* Required work: Would you count the lines in the entries below that contain "detect"? Reply with the number only.

* Material provided:

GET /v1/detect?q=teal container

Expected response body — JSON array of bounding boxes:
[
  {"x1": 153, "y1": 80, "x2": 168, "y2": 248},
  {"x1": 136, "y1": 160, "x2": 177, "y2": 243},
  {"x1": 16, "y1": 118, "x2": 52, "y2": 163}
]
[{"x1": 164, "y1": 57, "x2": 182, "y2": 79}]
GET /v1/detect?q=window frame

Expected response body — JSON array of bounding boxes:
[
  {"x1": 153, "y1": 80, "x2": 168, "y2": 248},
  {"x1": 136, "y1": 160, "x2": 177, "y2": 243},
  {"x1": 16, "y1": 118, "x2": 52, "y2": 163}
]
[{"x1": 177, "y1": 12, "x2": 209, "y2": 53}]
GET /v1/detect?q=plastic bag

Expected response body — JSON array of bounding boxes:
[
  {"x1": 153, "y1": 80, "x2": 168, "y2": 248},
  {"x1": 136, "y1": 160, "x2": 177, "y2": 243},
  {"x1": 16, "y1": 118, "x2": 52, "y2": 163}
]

--

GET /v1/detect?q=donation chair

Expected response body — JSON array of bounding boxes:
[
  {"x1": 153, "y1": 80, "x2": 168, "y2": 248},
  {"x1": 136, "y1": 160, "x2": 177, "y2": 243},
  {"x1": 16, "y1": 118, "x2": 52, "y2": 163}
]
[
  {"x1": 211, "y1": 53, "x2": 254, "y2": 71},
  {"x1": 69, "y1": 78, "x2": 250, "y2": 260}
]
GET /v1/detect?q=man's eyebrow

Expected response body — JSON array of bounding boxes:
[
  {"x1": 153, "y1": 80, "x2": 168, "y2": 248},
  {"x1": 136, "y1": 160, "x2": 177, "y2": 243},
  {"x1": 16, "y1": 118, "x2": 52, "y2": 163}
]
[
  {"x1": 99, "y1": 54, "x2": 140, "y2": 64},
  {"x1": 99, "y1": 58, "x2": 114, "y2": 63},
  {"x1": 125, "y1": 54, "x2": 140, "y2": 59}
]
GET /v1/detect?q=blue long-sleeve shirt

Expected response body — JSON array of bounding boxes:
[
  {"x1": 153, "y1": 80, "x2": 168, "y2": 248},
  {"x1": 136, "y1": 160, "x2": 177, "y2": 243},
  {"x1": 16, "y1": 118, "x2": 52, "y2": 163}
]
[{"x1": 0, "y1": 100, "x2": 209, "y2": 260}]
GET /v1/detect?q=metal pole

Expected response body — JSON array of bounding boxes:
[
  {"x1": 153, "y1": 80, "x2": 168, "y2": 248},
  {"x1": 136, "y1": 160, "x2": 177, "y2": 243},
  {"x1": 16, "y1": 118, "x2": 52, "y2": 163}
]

* Output for this task: 7